SELECTED PASSAGE:

- - - - - - -

Study co-author Martin Richards, an archaeogeneticist at the University of Huddersfield, said the findings show that a substantial proportion of Ashkenazim, who make up at least 80% of the world’s Jewish population, do not descend from endogamous Jews who left Israel around 2,000 years ago and settled in Europe.  Rather, they descend from indigenous Europeans who converted to Judaism.

Historical accounts – such as those of Jewish historian Flavius Josephus – suggest that up to 6 million Jews were living in the Roman Empire around 70 AD, but the majority were outside Israel, mainly in Italy and Southern Europe.  A minority, only around 500,000, actually lived in Judea.  The history of their subsequent northward migration into the rest of Europe is little known, but it had centred on Germany and Poland by the Middle Ages.  Today, Ashkenazi Jews are, on average, genetically as closely related to each other as fourth or fifth cousins.

- - - - - - -

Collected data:
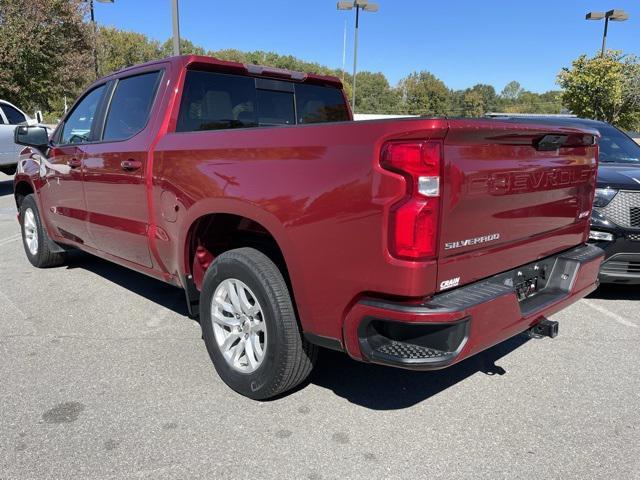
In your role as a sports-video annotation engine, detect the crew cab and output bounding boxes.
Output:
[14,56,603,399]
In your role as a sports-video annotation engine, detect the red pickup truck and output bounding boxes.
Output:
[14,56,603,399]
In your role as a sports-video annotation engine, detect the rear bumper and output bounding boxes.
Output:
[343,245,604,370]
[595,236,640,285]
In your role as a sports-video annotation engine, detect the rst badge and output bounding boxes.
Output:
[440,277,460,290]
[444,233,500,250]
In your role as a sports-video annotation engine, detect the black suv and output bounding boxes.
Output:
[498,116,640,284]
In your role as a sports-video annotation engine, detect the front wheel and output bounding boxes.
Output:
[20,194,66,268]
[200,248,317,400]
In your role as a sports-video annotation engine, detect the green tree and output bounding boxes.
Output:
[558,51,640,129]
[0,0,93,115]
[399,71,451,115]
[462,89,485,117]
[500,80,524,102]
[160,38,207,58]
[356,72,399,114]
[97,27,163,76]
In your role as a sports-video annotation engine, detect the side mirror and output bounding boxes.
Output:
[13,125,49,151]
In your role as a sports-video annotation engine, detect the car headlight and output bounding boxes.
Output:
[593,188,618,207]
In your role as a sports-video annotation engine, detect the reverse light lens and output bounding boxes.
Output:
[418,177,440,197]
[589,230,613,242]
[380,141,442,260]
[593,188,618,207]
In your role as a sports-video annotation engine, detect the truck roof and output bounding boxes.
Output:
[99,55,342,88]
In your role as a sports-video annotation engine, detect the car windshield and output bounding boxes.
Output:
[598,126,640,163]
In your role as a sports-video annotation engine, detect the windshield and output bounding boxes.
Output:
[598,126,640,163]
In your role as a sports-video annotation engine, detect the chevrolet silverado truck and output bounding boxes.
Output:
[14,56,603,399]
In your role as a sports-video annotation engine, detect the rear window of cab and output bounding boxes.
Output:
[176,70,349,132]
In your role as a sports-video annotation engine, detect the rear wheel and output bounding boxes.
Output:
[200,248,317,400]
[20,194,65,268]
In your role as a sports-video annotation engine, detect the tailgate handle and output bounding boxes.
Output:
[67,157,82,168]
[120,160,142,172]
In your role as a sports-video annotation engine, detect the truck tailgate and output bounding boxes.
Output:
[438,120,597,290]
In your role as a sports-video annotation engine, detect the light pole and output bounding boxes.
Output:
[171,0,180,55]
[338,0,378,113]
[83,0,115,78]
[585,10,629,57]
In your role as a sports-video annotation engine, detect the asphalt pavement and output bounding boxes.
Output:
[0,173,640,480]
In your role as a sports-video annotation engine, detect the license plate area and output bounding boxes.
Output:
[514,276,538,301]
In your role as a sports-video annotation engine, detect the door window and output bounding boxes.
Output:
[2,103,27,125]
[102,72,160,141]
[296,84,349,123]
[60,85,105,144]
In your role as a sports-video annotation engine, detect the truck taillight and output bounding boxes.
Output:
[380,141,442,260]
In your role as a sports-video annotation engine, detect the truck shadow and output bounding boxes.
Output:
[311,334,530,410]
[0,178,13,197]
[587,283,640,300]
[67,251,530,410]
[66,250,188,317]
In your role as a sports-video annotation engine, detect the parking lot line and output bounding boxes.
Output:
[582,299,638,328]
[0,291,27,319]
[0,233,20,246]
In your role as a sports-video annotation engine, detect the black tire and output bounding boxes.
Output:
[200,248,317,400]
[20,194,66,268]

- - - - - - -

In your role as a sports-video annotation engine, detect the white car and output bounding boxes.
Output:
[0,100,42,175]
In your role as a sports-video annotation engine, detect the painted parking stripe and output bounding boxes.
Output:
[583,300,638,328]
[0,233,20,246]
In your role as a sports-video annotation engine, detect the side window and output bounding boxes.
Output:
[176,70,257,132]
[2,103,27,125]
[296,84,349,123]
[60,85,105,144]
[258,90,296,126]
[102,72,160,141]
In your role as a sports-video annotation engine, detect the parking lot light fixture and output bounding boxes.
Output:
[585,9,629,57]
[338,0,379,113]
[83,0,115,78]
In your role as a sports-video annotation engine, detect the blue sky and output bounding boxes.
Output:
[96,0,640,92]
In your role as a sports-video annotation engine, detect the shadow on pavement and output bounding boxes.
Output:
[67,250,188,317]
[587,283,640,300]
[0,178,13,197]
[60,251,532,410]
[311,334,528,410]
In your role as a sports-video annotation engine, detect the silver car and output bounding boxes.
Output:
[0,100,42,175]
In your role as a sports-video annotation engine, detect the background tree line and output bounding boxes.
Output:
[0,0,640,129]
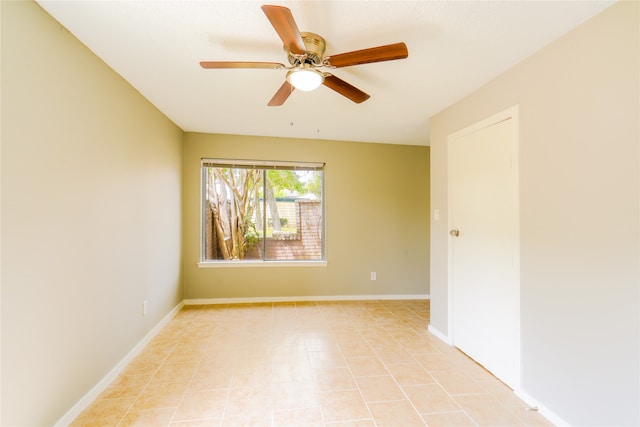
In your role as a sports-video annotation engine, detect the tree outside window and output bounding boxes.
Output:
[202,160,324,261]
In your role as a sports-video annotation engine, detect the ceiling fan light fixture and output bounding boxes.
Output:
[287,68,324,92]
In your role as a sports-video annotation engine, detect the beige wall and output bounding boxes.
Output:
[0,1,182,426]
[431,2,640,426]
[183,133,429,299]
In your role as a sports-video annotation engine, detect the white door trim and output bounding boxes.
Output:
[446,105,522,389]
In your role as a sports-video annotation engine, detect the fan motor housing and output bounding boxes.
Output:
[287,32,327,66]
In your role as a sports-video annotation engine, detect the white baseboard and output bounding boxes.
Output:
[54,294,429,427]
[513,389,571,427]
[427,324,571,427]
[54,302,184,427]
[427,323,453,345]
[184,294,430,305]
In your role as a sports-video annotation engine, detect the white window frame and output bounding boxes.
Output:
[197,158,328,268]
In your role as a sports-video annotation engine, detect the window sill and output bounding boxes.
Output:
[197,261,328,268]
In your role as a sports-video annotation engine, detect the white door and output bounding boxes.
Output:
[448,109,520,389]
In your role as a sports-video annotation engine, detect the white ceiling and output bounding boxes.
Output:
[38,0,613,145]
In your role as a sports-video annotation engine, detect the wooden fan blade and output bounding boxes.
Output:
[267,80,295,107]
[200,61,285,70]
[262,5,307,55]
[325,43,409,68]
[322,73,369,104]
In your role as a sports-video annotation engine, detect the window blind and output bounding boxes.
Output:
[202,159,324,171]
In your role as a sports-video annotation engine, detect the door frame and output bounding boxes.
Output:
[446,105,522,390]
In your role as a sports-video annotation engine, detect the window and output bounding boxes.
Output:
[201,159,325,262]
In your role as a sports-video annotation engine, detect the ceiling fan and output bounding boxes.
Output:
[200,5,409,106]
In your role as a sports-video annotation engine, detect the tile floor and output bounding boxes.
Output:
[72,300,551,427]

- - - - - - -

PROBLEMS TO WORK ON:
1. In the passage on Ashkenazi ancestry, about how many Jews actually lived in Judea?
2. Rewrite the passage on Ashkenazi ancestry from "Study co-author Martin" down to "converted to Judaism.", changing "indigenous" to "native".

SOLUTIONS FOR EACH TASK:
1. Only around 500,000.

2.
Study co-author Martin Richards, an archaeogeneticist at the University of Huddersfield, said the findings show that a substantial proportion of Ashkenazim, who make up at least 80% of the world’s Jewish population, do not descend from endogamous Jews who left Israel around 2,000 years ago and settled in Europe.  Rather, they descend from native Europeans who converted to Judaism.